Exercise goal
The data must be returned in full and exactly as given.

::: Working data :::

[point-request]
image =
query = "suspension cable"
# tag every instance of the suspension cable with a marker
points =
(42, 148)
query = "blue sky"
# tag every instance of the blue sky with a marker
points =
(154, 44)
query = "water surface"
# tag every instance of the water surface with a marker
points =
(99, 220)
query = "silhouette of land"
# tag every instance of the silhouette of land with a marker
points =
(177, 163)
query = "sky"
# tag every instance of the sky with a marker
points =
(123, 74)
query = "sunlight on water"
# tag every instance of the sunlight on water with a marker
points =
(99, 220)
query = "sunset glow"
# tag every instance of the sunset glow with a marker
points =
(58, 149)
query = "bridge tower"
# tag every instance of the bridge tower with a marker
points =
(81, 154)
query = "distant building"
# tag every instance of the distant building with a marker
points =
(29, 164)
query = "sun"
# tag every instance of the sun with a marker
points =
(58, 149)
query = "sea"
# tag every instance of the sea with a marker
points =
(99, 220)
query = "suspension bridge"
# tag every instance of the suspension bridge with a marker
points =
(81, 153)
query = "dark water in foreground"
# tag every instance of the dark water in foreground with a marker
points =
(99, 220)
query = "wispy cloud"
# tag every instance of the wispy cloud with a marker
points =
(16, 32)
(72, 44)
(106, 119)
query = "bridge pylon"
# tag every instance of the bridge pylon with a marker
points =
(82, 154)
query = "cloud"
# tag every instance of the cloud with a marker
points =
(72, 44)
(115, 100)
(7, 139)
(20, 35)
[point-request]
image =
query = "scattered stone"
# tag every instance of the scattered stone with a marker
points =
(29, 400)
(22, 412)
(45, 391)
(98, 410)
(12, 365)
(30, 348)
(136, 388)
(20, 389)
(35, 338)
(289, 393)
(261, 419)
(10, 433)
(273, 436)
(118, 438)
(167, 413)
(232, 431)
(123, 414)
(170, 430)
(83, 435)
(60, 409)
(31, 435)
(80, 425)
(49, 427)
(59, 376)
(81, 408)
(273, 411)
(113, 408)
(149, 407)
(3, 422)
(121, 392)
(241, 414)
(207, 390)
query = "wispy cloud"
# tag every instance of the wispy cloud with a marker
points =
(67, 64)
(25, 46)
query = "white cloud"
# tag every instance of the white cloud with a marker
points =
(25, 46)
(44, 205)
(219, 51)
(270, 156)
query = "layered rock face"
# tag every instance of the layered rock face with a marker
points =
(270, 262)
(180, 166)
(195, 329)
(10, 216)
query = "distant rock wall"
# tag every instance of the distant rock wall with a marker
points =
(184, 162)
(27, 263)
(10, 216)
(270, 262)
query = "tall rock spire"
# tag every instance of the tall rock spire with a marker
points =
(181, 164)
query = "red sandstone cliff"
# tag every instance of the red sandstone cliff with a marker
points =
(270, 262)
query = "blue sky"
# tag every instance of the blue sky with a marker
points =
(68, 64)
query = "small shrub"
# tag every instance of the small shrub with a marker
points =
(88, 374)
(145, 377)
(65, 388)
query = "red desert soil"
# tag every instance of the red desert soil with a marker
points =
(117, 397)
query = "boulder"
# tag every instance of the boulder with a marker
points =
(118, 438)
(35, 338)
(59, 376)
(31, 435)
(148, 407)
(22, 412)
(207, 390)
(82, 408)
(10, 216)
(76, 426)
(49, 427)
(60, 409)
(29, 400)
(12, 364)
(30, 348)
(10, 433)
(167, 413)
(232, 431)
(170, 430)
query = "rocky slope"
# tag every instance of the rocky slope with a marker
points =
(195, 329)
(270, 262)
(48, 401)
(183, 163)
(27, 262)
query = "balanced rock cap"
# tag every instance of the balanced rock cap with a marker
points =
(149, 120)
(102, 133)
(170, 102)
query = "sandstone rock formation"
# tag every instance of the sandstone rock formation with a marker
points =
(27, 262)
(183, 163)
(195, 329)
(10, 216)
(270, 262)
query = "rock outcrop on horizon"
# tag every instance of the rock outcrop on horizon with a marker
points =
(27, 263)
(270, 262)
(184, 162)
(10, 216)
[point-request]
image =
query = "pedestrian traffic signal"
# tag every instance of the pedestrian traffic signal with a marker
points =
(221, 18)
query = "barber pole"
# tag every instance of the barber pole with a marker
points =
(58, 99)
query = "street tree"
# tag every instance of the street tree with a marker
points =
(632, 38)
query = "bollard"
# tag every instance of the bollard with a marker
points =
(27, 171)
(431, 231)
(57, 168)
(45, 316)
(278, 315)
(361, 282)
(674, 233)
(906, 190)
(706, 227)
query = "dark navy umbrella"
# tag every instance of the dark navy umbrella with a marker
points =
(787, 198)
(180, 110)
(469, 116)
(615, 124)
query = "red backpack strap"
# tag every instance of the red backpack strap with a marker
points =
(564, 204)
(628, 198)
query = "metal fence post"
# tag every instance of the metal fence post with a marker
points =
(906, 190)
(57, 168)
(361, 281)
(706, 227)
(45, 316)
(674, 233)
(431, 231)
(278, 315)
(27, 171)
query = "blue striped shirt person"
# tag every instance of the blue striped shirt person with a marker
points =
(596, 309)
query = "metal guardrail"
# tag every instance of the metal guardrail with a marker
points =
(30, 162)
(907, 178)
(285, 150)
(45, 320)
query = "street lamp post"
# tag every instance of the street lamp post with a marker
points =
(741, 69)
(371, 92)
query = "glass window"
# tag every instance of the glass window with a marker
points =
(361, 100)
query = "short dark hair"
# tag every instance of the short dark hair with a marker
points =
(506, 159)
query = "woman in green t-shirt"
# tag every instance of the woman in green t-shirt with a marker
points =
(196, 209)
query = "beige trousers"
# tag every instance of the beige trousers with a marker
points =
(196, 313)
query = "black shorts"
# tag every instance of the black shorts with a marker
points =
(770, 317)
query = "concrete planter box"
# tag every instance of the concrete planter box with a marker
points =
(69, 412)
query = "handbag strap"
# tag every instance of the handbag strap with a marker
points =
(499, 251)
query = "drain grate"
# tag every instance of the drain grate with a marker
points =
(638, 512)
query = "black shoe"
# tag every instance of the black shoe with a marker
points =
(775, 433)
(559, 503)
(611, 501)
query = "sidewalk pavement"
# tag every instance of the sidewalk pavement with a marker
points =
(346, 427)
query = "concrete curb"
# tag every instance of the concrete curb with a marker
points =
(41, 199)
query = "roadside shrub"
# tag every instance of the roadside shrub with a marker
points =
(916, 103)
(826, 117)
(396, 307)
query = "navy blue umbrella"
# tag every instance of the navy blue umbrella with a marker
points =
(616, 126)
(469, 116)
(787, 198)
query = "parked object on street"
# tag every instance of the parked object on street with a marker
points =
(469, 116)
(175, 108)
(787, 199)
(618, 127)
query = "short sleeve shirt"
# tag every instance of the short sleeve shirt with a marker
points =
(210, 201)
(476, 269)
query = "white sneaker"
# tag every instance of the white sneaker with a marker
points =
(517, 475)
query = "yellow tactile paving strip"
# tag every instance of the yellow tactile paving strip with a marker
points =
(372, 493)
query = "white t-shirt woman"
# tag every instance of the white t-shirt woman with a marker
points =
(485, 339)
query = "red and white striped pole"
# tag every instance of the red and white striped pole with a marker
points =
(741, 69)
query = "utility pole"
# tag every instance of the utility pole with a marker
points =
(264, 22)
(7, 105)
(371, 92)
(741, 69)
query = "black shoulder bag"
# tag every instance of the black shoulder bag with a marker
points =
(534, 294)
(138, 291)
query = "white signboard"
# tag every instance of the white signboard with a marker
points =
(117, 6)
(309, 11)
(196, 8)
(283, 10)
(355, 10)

:::

Result for this task
[point-request]
image =
query = "suspension cable"
# tag every instance of the suspension cable with a marker
points =
(42, 148)
query = "blue sky"
# tag every instance of the blue sky with a marker
points =
(154, 44)
query = "water surface"
# tag every instance of the water surface with a marker
points =
(99, 220)
query = "silhouette of land"
# tag every instance of the silhouette of land with a marker
points =
(177, 163)
query = "sky"
# tag every instance of the sky with a marker
points =
(123, 74)
query = "sunlight on water"
# tag every instance of the sunlight on water with a marker
points =
(99, 220)
query = "sunset glow"
# tag every instance of the sunset glow with a marker
points =
(58, 149)
query = "bridge tower"
# tag every instance of the bridge tower with a marker
points =
(81, 154)
query = "distant building"
# tag every instance of the distant building with a marker
points =
(29, 164)
query = "sun"
# tag every instance of the sun with a marker
points =
(58, 149)
query = "sea"
# tag every instance of the sea with a marker
points =
(99, 220)
query = "suspension bridge"
# tag every instance of the suspension bridge with a marker
points =
(81, 153)
query = "dark water in foreground"
# tag every instance of the dark water in foreground with a marker
points =
(99, 220)
query = "wispy cloud"
# tag every instance of the wispy cloud with a marker
points =
(16, 32)
(72, 44)
(106, 119)
query = "bridge pylon"
# tag every instance of the bridge pylon with a marker
points =
(82, 154)
query = "cloud"
# tag every instance of the cloud with a marker
points =
(72, 44)
(115, 100)
(7, 139)
(20, 35)
[point-request]
image =
query = "scattered stone"
# tag every instance of the scattered stone with a marker
points =
(29, 400)
(22, 412)
(45, 391)
(98, 410)
(12, 365)
(30, 348)
(136, 388)
(20, 389)
(35, 338)
(289, 393)
(261, 419)
(10, 433)
(273, 436)
(118, 438)
(167, 413)
(232, 431)
(123, 414)
(170, 430)
(83, 435)
(60, 409)
(31, 435)
(80, 425)
(49, 427)
(59, 376)
(81, 408)
(273, 411)
(113, 408)
(149, 407)
(3, 422)
(121, 392)
(241, 414)
(207, 390)
query = "wispy cloud"
# tag every instance of the wispy cloud with a marker
points =
(67, 64)
(25, 46)
query = "white cloud"
# tag every instance of the white cloud with a marker
points =
(25, 46)
(44, 205)
(219, 51)
(270, 156)
query = "layered rock face"
# tag every instance of the layered rock face with a marker
points =
(270, 262)
(180, 166)
(195, 329)
(10, 216)
query = "distant rock wall"
# tag every instance of the distant rock wall with a marker
points =
(184, 162)
(27, 263)
(10, 216)
(270, 262)
query = "tall rock spire"
# tag every instance of the tall rock spire with a marker
points =
(181, 164)
query = "red sandstone cliff"
# tag every instance of the red sandstone cliff with a marker
points =
(270, 262)
query = "blue sky"
# tag every instance of the blue sky with a marker
points =
(68, 64)
query = "small shrub"
# tag every instance of the small shrub with a marker
points =
(88, 374)
(145, 377)
(65, 388)
query = "red desert soil"
# tag every instance of the red desert soil with a marker
points =
(117, 397)
query = "boulder"
# tag every instance of the boulder with a marker
points =
(118, 438)
(35, 338)
(59, 376)
(31, 435)
(148, 407)
(22, 412)
(207, 390)
(82, 408)
(10, 216)
(76, 426)
(49, 427)
(60, 409)
(29, 400)
(12, 364)
(30, 348)
(10, 433)
(167, 413)
(232, 431)
(170, 430)
query = "rocky slope"
# tag every instance of the rocky slope with a marker
points =
(195, 329)
(270, 262)
(48, 401)
(183, 163)
(27, 262)
query = "balanced rock cap"
# tag every instance of the balanced rock cap with a marker
points =
(149, 120)
(102, 133)
(170, 102)
query = "sandstone rock formation"
# tag every instance of the sandstone rock formation with a marker
points =
(27, 262)
(183, 163)
(195, 329)
(10, 216)
(270, 262)
query = "rock outcrop on horizon"
# tag every instance of the rock outcrop on horizon with a marker
points =
(27, 263)
(270, 262)
(184, 162)
(10, 216)
[point-request]
image =
query = "pedestrian traffic signal"
# tag every instance of the pedestrian traffic signal with a marker
points =
(221, 18)
query = "barber pole"
# tag every instance of the barber pole with a marker
points =
(58, 99)
query = "street tree"
# tag every instance of the street tree with a marker
points =
(632, 38)
query = "bollard"
# tag every instance of the bollard with a marker
points =
(27, 171)
(431, 231)
(57, 168)
(45, 316)
(278, 315)
(361, 282)
(674, 233)
(906, 190)
(706, 227)
query = "dark navy umbrella"
# tag every instance of the dark navy umbrella with a marker
points =
(787, 198)
(180, 110)
(469, 116)
(615, 124)
query = "red backpack strap"
# tag every instance of the red backpack strap with a marker
points =
(564, 204)
(628, 198)
query = "metal fence post"
# tag every instance of the metal fence post with a marker
points =
(906, 190)
(57, 168)
(361, 281)
(706, 227)
(45, 316)
(674, 233)
(431, 231)
(278, 315)
(27, 171)
query = "blue striped shirt person"
# tag every instance of the blue striped shirt person with a marker
points =
(596, 309)
query = "metal guardrail"
# tag every instance of the metal guardrail with a marker
points =
(30, 162)
(907, 178)
(285, 150)
(45, 320)
query = "street lamp post"
# tag every instance of the street lamp post with a marker
points =
(741, 69)
(371, 92)
query = "glass window"
# tag every instance of the glass window with a marker
points =
(361, 100)
query = "short dark hair"
# tag every instance of the short dark hair with a marker
points =
(506, 159)
query = "woman in green t-shirt"
# tag every instance of the woman in green t-shirt with a marker
points =
(196, 209)
query = "beige trousers"
# tag every instance of the beige trousers with a marker
points =
(196, 313)
query = "black shorts"
# tag every instance of the black shorts with a marker
points =
(770, 317)
query = "concrete planter box"
# tag every instance of the concrete planter box with a marker
points =
(69, 412)
query = "handbag strap"
# tag every instance of the handbag strap with a marker
points =
(499, 251)
query = "drain grate"
# tag every instance of the drain grate with a marker
points =
(638, 512)
query = "black shoe"
# tag every instance of the black shoe with a marker
points =
(775, 433)
(559, 503)
(611, 501)
query = "sidewalk pavement"
# tag every instance of the sidewalk pavement with a marker
points =
(346, 427)
query = "concrete curb"
# tag every instance of the concrete curb with a marker
points =
(41, 199)
query = "roadside shrub"
# tag every instance of the roadside shrub with a marker
points =
(916, 103)
(826, 117)
(396, 307)
query = "navy blue umbrella"
# tag every instance of the navy blue umbrella with a marker
points =
(616, 126)
(469, 116)
(787, 198)
query = "parked object on street"
# tag every instance of the parked object on street with a marker
points =
(469, 116)
(175, 108)
(787, 199)
(618, 127)
query = "short sleeve shirt"
# tag every instance of the short sleeve shirt with a marker
points =
(210, 201)
(476, 269)
query = "white sneaker"
# tag every instance of the white sneaker with a marker
points =
(517, 475)
query = "yellow tactile paving strip"
# tag every instance of the yellow tactile paving strip with a marker
points =
(372, 493)
query = "white t-shirt woman"
# tag every instance of the white t-shirt woman with a marker
points =
(485, 339)
query = "red and white striped pole"
# tag every instance of the red and white striped pole with a marker
points =
(741, 69)
query = "utility pole"
# tag every instance of the utility pole with a marker
points =
(264, 22)
(7, 105)
(371, 92)
(741, 69)
query = "black shoulder bag"
# tag every instance of the black shoulder bag with a marker
points =
(534, 294)
(138, 291)
query = "white signboard"
# tag every instance of the white signboard with a marker
points =
(117, 6)
(309, 11)
(196, 8)
(283, 10)
(355, 10)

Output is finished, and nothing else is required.